— begin RECORDED DATA —

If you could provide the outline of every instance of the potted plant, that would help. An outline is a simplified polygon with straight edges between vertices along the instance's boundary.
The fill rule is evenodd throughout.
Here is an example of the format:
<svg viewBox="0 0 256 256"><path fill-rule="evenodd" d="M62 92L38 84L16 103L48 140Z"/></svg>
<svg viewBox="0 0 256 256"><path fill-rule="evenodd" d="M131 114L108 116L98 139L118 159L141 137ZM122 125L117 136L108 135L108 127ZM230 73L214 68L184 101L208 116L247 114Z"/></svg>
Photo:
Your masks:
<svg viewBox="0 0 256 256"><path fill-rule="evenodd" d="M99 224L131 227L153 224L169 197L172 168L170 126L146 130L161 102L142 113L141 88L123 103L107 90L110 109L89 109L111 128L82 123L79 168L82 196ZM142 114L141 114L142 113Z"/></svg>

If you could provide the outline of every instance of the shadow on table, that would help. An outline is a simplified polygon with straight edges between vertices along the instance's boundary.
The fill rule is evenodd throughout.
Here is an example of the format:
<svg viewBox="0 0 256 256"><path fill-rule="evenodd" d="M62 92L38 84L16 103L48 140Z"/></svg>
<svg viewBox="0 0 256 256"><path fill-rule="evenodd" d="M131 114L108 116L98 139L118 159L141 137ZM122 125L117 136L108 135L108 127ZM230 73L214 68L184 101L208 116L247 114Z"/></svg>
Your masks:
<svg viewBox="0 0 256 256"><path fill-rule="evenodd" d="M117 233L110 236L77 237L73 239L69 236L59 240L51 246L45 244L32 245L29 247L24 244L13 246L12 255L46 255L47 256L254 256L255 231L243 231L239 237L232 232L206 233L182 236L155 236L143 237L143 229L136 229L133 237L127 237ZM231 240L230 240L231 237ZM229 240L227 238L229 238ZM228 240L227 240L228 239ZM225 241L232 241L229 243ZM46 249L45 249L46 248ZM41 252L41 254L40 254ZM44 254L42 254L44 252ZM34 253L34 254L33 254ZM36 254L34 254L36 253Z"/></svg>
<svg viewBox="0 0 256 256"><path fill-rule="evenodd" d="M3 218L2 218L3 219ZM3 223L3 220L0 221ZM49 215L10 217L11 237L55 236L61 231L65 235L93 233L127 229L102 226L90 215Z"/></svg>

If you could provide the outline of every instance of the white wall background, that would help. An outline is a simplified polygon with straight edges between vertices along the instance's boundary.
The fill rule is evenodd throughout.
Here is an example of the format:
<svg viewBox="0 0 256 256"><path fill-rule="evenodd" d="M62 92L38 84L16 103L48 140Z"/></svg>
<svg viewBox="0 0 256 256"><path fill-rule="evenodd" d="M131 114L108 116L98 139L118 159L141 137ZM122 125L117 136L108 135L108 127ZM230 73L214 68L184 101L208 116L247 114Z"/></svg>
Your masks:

— end RECORDED DATA —

| TASK PROMPT |
Quote every row above verbatim.

| SOLUTION FOR THIS TASK |
If you could provide the outline of every instance of the potted plant, that would help. An outline is a simplified polygon with straight edges between vertices along the instance's boundary.
The fill rule is evenodd throughout.
Here is an example of the format:
<svg viewBox="0 0 256 256"><path fill-rule="evenodd" d="M62 92L38 84L16 103L48 140Z"/></svg>
<svg viewBox="0 0 256 256"><path fill-rule="evenodd" d="M131 114L108 116L98 139L118 159L141 137ZM122 125L117 136L108 135L108 127ZM230 73L214 68L184 101L208 116L247 114Z"/></svg>
Photo:
Your masks:
<svg viewBox="0 0 256 256"><path fill-rule="evenodd" d="M99 224L131 227L153 224L169 197L172 168L170 126L146 130L161 102L142 113L141 88L123 103L107 90L110 109L89 109L111 128L82 123L79 168L82 196ZM142 114L141 114L142 113Z"/></svg>

If you could provide the outline of every instance of the shadow on table, that would help. An outline is a simplified polygon with straight edges between vertices along the instance's boundary.
The fill rule is evenodd throughout.
Here is an example of the format:
<svg viewBox="0 0 256 256"><path fill-rule="evenodd" d="M62 92L38 84L16 103L48 140Z"/></svg>
<svg viewBox="0 0 256 256"><path fill-rule="evenodd" d="M131 114L108 116L98 139L118 159L141 137ZM122 125L117 136L108 135L108 127ZM230 73L214 68L184 101L208 116L247 114Z"/></svg>
Your masks:
<svg viewBox="0 0 256 256"><path fill-rule="evenodd" d="M117 233L110 236L77 237L73 239L69 236L59 240L51 246L45 244L32 245L29 247L24 244L13 246L12 255L46 255L47 256L254 256L255 231L243 231L239 237L232 232L206 233L182 236L155 236L143 237L143 229L136 229L133 237L127 237ZM231 240L230 240L231 237ZM229 240L227 238L229 238ZM228 240L227 240L228 239ZM225 241L232 241L229 243ZM46 249L45 249L46 248ZM41 252L41 254L40 254ZM44 254L42 254L44 252ZM34 253L34 254L33 254ZM36 254L34 254L36 253Z"/></svg>
<svg viewBox="0 0 256 256"><path fill-rule="evenodd" d="M3 218L2 218L3 219ZM3 223L3 220L0 221ZM49 215L10 217L11 237L55 236L61 231L65 235L93 233L127 229L102 226L90 215Z"/></svg>

If you could provide the outline of every instance of the white wall background, that would help. An outline is a simplified polygon with straight edges between vertices along the instance's boundary.
The fill rule is evenodd throughout.
Here is an example of the format:
<svg viewBox="0 0 256 256"><path fill-rule="evenodd" d="M62 92L38 84L16 103L48 140Z"/></svg>
<svg viewBox="0 0 256 256"><path fill-rule="evenodd" d="M131 114L108 116L98 139L118 159L141 137ZM122 125L117 136L108 135L108 127ZM230 73L214 68L184 101L208 116L247 114Z"/></svg>
Your masks:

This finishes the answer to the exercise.